** Opening Data extract block **

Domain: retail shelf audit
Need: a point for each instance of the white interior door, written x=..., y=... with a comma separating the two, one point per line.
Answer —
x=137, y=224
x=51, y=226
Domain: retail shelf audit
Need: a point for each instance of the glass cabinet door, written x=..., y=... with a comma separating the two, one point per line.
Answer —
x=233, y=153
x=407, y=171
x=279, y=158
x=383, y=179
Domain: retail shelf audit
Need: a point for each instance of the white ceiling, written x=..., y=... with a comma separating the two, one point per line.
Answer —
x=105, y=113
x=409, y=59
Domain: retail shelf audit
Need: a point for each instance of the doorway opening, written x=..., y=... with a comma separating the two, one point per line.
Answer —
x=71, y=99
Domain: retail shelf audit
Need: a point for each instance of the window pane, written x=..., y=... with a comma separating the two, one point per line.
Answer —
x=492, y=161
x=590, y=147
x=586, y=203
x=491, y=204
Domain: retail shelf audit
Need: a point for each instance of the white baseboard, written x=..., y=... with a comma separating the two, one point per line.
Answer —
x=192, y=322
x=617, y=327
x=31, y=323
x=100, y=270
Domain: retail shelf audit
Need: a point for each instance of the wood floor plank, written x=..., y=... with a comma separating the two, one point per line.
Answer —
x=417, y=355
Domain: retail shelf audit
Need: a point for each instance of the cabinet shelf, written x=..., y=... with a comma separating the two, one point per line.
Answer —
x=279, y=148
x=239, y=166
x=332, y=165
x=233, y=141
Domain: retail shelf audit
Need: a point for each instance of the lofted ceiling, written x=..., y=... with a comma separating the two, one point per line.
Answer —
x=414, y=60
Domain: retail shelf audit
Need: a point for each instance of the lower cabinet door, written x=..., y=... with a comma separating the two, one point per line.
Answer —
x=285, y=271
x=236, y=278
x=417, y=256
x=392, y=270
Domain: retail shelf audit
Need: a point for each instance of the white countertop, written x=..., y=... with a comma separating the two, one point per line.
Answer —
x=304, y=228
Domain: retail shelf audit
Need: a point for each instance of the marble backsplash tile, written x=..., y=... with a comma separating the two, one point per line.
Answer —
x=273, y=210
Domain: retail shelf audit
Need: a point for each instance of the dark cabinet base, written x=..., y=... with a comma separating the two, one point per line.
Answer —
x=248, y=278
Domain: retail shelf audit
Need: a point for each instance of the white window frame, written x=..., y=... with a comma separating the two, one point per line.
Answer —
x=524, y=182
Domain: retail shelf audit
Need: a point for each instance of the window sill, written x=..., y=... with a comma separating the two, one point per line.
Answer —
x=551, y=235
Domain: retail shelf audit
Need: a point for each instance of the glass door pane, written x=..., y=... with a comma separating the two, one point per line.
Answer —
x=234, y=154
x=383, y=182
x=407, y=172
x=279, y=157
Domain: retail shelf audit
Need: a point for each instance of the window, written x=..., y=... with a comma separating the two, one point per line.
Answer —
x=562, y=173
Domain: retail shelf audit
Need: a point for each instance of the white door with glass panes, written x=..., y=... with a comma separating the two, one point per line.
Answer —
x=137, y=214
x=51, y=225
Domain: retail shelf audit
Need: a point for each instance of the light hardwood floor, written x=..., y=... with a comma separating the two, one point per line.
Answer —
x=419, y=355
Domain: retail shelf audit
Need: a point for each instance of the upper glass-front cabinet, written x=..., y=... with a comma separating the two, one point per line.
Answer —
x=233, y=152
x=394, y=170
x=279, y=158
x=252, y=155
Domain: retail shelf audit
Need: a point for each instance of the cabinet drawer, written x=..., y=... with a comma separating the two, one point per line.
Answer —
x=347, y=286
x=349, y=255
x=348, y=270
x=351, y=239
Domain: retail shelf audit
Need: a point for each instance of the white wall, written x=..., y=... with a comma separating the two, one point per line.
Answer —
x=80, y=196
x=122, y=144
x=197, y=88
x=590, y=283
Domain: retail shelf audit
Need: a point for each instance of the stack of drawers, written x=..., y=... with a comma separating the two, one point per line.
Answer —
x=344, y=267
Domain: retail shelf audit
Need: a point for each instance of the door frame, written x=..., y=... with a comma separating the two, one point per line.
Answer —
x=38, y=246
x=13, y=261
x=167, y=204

** Closing Data extract block **

*What is being asked*
Please give back all of the data exactly as it appears.

*Result*
Domain: retail shelf audit
Need: a point for each instance of the white interior door, written x=..., y=... with a comma separating the two, one point per line.
Answer —
x=137, y=224
x=51, y=226
Domain: retail shelf audit
Need: a point for each instance of the glass cabinet door, written x=..., y=... with a comma separating the two, one point per line.
Answer —
x=233, y=153
x=407, y=171
x=279, y=158
x=383, y=179
Domain: retail shelf audit
Need: a point for each instance of the white ceiling, written x=..., y=... with a comma separating the two, one point per line.
Answer —
x=105, y=113
x=409, y=59
Domain: retail shelf audit
Need: a point for each instance of the doorway opening, written x=..., y=... with a comma separating the two, one point per line.
Answer —
x=71, y=99
Domain: retail shelf audit
Need: a point for each instance of the window pane, written x=..., y=... with a comma separating the two, one point per line.
Answer —
x=492, y=161
x=590, y=147
x=586, y=203
x=491, y=204
Domain: retail shelf audit
Need: a point for each instance of the white baseboard, written x=..., y=... with a comma separating the two, one point per line.
Answer —
x=192, y=322
x=617, y=327
x=31, y=323
x=100, y=270
Domain: retail shelf audit
Need: a point for each instance of the wood floor plank, written x=..., y=... with a comma separating the two, one point per line.
Answer —
x=417, y=355
Domain: retail shelf audit
Need: a point for each instance of the cabinet shelf, written x=..., y=... with a comma separating the two, one point per line.
Answer —
x=279, y=148
x=239, y=166
x=332, y=165
x=233, y=141
Domain: retail shelf audit
Need: a point for each instance of the lofted ceiling, written x=..., y=... with a comma separating the two, one point per line.
Answer —
x=414, y=60
Domain: retail shelf audit
Need: a point for each instance of the lower cabinet door, written x=..., y=... with a comma separating the two, one point per line.
Answer —
x=285, y=271
x=236, y=278
x=417, y=256
x=392, y=270
Domain: retail shelf audit
Need: a point for each instance of the white countertop, written x=..., y=... with a comma separating the two, one point per line.
Answer —
x=304, y=228
Domain: retail shelf audit
Need: a point for each instance of the marble backsplash tile, written x=..., y=... with a comma separating the two, one point per line.
Answer —
x=273, y=210
Domain: retail shelf audit
Need: a point for each instance of the dark cabinet base, written x=..., y=... with a comma separating the two, one point per line.
Answer —
x=248, y=278
Domain: retail shelf audit
Need: a point for each instance of the white window frame, written x=..., y=... with a comma separating the two, one point per line.
Answer —
x=524, y=182
Domain: retail shelf audit
Need: a point for each instance of the window sill, written x=..., y=... with a comma separating the two, one point per line.
Answer —
x=551, y=235
Domain: retail shelf audit
Need: a point for each instance of the glass door pane, written x=..., y=... with a comma separating the two, one point per line.
Answer —
x=234, y=154
x=383, y=182
x=407, y=172
x=279, y=157
Domain: retail shelf audit
Need: a point for each instance of the window, written x=..., y=... with a comma separating the two, one point per line.
Answer —
x=562, y=173
Domain: retail shelf audit
Need: a point for each instance of the white door with glass panes, written x=..., y=... with a comma separating the two, one point per line.
Answer —
x=137, y=214
x=51, y=225
Domain: retail shelf audit
Need: a point for each instance of the light hardwood floor, written x=..., y=... with a comma separating the two, one point per line.
Answer —
x=419, y=355
Domain: retail shelf audit
Need: a point for each instance of the upper glass-front cabinet, written x=..., y=... with a comma separating the two, one point per line.
Answer —
x=233, y=152
x=394, y=170
x=279, y=158
x=252, y=155
Domain: retail shelf audit
Need: a point for each instance of the cabinet drawer, written x=..., y=... with a comma separating the two, one point per line.
Answer —
x=347, y=286
x=349, y=255
x=348, y=270
x=351, y=239
Domain: retail shelf audit
Need: a point for each instance of the white wall, written x=..., y=... with a comma separating the two, one point per line.
Answer —
x=80, y=196
x=122, y=144
x=197, y=88
x=590, y=283
Domain: retail shelf audit
Need: a point for each instance of the stack of drawers, written x=..., y=... with a comma separating the two, one point per line.
Answer —
x=344, y=267
Domain: retail shelf audit
Need: a point for each instance of the door frame, written x=..., y=... with a comma separating the two, one point per line.
Answer —
x=38, y=246
x=13, y=261
x=167, y=204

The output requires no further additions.